Required work: Return exactly the lines of the records below, starting at the line that contains "Question. Put a marker on each instance of the river" and ending at the line that contains "Question. Put a marker on each instance of the green vegetation", with both of those lines kept.

(Natural language region descriptions)

────────────────────────────────────────

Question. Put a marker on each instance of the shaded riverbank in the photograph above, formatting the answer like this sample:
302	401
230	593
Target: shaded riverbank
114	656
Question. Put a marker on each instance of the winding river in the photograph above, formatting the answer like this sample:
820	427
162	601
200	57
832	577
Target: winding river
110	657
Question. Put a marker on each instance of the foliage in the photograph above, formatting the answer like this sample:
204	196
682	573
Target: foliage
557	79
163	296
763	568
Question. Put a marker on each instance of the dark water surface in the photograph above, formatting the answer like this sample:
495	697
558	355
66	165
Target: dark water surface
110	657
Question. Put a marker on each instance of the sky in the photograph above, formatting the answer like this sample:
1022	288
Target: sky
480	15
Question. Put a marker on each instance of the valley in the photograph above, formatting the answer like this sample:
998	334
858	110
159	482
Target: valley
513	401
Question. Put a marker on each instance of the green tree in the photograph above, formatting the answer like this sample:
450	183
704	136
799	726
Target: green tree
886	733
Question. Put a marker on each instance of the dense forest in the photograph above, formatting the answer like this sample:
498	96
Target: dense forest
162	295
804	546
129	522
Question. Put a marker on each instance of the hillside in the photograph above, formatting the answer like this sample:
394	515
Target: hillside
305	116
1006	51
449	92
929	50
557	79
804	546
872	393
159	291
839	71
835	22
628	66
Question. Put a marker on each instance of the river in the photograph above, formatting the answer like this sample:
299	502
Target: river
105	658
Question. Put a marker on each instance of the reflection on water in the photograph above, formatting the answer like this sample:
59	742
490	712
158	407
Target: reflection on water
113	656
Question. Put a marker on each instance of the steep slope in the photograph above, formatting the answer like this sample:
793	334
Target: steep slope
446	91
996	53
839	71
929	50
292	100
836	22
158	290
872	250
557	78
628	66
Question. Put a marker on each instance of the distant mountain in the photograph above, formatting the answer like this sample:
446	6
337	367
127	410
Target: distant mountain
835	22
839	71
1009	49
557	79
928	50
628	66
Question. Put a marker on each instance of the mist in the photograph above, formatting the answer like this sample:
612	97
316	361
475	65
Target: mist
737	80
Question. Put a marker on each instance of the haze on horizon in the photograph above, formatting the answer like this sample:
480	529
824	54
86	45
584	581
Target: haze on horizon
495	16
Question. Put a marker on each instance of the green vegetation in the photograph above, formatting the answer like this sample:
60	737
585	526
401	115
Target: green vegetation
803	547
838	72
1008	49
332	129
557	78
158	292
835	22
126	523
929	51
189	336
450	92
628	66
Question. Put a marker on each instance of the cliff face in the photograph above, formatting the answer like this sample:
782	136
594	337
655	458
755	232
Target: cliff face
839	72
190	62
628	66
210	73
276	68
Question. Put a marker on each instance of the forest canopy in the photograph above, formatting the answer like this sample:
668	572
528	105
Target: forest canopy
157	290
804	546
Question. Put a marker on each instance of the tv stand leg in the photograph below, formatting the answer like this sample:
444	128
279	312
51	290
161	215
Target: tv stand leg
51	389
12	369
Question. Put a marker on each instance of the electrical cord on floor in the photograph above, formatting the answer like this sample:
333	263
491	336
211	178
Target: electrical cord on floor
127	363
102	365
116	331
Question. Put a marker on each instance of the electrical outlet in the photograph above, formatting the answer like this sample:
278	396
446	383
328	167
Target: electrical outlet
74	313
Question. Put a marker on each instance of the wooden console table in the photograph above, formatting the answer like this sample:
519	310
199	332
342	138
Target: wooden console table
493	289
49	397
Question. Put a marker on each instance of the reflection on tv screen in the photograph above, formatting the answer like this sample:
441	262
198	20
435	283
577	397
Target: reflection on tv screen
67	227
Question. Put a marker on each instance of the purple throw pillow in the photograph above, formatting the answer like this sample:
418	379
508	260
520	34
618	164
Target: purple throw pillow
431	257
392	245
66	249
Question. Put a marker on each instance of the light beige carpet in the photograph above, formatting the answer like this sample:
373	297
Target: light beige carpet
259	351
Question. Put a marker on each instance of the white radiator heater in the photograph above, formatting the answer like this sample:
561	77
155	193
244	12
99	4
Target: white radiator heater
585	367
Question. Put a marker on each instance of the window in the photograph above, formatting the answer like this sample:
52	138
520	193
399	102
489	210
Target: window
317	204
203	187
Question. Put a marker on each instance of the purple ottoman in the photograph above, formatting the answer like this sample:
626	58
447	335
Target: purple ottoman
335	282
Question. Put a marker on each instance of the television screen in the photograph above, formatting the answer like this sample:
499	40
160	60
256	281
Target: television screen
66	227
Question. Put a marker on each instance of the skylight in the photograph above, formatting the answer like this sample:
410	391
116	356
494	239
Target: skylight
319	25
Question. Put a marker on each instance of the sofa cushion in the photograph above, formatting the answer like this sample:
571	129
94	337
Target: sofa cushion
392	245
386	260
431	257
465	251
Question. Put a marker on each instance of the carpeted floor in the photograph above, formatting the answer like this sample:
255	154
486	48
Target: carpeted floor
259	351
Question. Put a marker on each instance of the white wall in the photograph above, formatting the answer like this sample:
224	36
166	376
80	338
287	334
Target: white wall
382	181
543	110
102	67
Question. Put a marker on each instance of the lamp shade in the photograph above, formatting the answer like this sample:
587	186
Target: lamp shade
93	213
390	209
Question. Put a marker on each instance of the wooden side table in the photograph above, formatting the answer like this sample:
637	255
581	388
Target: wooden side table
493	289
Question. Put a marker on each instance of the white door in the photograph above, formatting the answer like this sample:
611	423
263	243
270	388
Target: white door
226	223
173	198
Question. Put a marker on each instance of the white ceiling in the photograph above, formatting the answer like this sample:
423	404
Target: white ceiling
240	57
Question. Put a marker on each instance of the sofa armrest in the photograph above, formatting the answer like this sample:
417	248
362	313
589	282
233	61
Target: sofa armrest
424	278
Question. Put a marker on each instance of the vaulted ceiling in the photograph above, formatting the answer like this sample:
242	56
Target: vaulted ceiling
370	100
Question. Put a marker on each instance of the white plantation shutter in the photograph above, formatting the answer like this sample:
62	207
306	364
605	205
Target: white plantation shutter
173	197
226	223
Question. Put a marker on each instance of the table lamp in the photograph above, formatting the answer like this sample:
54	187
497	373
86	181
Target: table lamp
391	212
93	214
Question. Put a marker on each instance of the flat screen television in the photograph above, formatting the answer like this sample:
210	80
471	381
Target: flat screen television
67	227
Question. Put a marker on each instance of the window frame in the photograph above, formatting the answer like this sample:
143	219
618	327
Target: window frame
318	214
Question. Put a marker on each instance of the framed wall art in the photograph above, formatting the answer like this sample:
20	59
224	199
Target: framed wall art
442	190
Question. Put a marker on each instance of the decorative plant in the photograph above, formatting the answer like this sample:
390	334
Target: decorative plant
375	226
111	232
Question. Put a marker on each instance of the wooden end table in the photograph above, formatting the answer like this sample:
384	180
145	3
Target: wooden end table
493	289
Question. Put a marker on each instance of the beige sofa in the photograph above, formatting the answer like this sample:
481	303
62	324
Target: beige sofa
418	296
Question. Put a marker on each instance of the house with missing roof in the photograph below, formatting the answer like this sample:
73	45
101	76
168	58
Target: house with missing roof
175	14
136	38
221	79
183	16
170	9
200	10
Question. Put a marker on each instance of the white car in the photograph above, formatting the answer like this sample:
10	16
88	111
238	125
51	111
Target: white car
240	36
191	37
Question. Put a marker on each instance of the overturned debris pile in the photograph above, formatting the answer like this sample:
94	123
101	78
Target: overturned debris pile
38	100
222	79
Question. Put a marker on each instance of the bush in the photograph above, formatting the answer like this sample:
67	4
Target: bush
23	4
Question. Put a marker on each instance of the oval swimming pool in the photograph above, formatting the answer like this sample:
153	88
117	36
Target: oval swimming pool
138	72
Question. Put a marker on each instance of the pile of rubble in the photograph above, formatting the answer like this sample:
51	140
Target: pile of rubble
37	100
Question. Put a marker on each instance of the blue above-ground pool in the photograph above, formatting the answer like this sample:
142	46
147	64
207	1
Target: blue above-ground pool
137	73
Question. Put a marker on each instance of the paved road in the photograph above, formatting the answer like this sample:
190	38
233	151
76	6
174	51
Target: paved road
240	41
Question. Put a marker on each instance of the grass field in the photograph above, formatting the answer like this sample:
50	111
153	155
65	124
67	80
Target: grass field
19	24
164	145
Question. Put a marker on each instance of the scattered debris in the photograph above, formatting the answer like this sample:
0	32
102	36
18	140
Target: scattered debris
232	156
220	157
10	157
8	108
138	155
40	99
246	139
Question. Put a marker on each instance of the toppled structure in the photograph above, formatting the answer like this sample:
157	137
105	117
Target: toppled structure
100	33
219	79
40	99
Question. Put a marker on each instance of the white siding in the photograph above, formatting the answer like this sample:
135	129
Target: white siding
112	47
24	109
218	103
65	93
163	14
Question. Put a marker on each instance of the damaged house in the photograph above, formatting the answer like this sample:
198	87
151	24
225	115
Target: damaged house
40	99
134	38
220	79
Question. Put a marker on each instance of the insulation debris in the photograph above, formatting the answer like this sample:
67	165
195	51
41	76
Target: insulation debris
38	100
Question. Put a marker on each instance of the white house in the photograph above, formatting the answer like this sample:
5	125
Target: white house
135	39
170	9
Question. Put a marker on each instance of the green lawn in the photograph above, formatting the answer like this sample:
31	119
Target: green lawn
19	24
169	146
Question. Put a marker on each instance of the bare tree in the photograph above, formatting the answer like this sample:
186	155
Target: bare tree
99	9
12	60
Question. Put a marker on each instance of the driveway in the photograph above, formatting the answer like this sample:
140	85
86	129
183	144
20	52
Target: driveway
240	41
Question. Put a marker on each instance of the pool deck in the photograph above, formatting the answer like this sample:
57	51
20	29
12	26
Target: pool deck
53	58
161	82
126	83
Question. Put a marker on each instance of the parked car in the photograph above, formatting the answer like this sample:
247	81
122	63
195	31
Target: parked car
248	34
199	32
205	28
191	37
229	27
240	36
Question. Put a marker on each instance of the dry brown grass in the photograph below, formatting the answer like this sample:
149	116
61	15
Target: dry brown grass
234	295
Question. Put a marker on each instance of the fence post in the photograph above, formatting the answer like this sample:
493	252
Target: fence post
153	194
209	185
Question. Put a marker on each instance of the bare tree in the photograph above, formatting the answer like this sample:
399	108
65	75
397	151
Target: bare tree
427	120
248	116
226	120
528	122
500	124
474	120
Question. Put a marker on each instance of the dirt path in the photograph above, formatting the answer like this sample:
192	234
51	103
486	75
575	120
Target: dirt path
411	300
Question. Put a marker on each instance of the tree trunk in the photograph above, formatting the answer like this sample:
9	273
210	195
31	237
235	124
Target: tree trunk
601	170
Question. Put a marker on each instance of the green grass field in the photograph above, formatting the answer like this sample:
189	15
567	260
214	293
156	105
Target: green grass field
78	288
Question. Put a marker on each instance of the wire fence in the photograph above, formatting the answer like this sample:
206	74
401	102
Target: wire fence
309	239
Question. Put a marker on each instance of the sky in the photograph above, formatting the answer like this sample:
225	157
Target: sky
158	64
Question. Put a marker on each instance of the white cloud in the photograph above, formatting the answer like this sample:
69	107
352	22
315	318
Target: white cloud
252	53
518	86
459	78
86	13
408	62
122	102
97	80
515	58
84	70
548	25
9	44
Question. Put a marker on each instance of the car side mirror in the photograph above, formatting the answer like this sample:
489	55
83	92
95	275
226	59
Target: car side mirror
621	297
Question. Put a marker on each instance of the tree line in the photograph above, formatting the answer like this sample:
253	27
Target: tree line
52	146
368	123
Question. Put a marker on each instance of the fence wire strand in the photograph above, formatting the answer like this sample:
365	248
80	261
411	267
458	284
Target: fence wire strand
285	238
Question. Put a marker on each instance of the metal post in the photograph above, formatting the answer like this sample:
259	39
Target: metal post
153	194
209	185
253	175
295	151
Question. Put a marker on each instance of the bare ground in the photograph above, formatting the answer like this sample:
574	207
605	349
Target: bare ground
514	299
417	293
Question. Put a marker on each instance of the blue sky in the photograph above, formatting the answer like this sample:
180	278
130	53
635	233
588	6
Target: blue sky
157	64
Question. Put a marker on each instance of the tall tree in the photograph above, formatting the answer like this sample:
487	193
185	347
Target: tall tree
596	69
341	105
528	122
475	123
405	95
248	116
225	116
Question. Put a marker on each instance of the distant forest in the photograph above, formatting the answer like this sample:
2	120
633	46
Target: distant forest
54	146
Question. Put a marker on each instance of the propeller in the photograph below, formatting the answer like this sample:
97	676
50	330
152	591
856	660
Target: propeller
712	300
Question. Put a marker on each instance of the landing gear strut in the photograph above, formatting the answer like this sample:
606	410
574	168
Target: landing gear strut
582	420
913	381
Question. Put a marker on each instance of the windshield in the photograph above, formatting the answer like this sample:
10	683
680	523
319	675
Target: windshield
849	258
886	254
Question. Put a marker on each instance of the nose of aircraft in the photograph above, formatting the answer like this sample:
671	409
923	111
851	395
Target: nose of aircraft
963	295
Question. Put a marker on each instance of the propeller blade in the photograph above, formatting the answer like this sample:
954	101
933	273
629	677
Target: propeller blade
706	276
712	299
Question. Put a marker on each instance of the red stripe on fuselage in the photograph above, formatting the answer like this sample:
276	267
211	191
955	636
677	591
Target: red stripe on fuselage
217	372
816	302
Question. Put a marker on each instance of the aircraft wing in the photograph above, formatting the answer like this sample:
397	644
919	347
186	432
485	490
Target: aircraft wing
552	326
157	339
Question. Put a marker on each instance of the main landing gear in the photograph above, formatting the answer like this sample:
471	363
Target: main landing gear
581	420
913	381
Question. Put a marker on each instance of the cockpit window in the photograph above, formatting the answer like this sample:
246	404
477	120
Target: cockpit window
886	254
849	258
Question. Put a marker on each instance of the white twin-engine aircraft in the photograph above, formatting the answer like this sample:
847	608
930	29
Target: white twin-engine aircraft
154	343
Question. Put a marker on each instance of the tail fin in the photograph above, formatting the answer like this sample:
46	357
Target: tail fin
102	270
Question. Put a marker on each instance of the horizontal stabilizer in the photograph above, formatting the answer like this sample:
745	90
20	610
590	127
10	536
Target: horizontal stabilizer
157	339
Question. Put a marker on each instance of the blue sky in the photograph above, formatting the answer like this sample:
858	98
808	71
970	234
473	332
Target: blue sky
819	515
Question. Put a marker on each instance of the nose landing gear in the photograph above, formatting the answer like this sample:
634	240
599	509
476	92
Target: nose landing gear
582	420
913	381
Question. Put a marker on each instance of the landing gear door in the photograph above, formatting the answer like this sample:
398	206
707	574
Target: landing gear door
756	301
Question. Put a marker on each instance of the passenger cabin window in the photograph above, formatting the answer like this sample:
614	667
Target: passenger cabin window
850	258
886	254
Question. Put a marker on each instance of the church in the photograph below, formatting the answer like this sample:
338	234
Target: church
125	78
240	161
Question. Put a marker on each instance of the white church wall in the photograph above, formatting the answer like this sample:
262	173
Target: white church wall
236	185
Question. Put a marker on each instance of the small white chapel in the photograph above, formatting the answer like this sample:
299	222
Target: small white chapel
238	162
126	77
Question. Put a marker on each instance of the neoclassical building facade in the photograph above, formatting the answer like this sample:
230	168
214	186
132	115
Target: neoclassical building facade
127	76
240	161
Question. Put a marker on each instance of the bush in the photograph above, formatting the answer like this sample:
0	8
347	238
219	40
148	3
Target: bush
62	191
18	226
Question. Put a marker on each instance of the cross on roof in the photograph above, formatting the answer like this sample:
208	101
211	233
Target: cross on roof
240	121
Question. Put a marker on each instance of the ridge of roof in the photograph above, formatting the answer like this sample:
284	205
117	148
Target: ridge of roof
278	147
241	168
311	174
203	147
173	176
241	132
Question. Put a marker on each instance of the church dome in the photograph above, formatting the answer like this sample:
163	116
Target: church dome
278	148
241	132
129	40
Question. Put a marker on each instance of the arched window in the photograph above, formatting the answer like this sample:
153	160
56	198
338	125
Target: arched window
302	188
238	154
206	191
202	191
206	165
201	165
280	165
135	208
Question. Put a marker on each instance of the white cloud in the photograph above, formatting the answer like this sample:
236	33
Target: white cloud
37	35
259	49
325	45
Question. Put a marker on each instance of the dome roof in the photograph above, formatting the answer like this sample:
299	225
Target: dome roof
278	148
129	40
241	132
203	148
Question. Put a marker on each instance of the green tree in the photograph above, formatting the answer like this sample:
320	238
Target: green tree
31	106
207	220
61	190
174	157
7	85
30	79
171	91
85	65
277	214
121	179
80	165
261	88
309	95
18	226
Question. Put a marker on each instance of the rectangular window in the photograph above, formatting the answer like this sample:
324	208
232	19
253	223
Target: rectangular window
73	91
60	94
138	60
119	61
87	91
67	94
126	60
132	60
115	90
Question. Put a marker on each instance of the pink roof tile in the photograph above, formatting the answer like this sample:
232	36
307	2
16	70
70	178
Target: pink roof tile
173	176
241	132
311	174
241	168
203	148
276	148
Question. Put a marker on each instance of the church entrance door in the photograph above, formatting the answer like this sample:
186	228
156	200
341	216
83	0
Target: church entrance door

────────────────────────────────────────

Worked solution:
Question. Put a marker on each instance of the river in the photograph above, formatting the answer like this sample:
299	502
Target: river
105	658
Question. Put a marker on each instance of the reflection on water in the photograph above, formatting the answer like this sample:
59	742
490	712
158	407
Target: reflection on water
113	656
Question. Put a marker on each instance of the steep slope in the photograph above, formatting the answer like this sample:
793	334
Target: steep slope
446	91
996	53
839	71
929	50
292	100
836	22
158	290
872	250
557	78
628	66
Question. Put a marker on each instance of the distant mountain in the photograph above, formatting the answer like this sample:
446	6
337	367
127	410
Target: distant mountain
835	22
839	71
1009	49
557	79
928	50
628	66
Question. Put a marker on each instance of the mist in the photograph above, formatting the answer like this sample:
612	97
316	361
475	65
Target: mist
737	80
Question. Put a marker on each instance of the haze on horizon in the photograph above, formatting the answer like this sample:
480	529
824	54
86	45
584	581
Target: haze on horizon
495	16
Question. Put a marker on each instance of the green vegetation in the photograph above, formatting the answer like this sample:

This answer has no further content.